* Start DATA TO PROCESS *
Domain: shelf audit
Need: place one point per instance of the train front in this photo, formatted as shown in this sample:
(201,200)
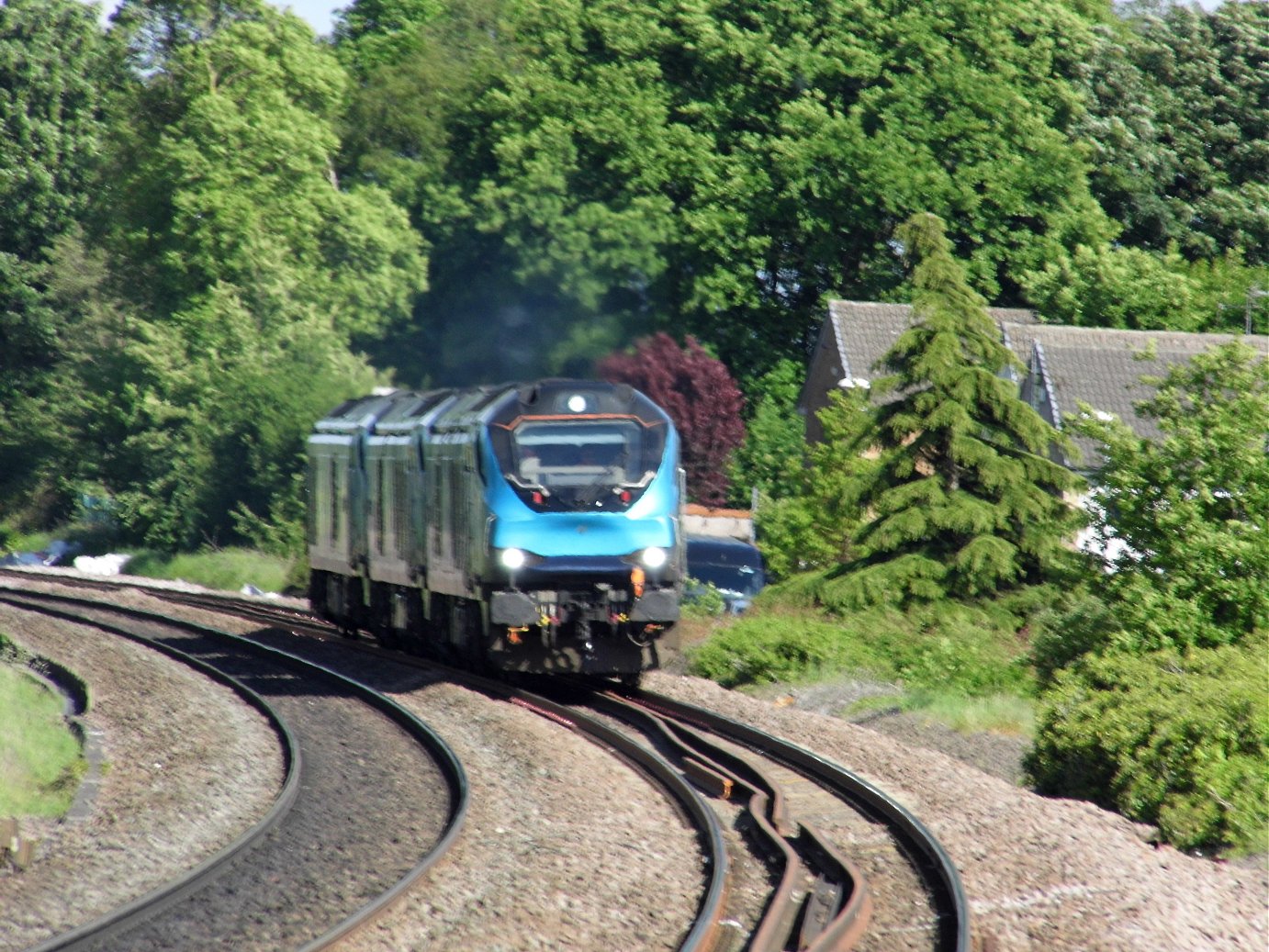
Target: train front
(585,547)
* End DATA TO PROCESS *
## [YOUR GOAL]
Repeat every record precisely. Any picture among them stays out of the copy.

## [FINAL RESULT]
Domain: shelf audit
Need: place one point per instance of the train front in this photo, formatted as shown in this sample:
(201,200)
Target: train front
(585,547)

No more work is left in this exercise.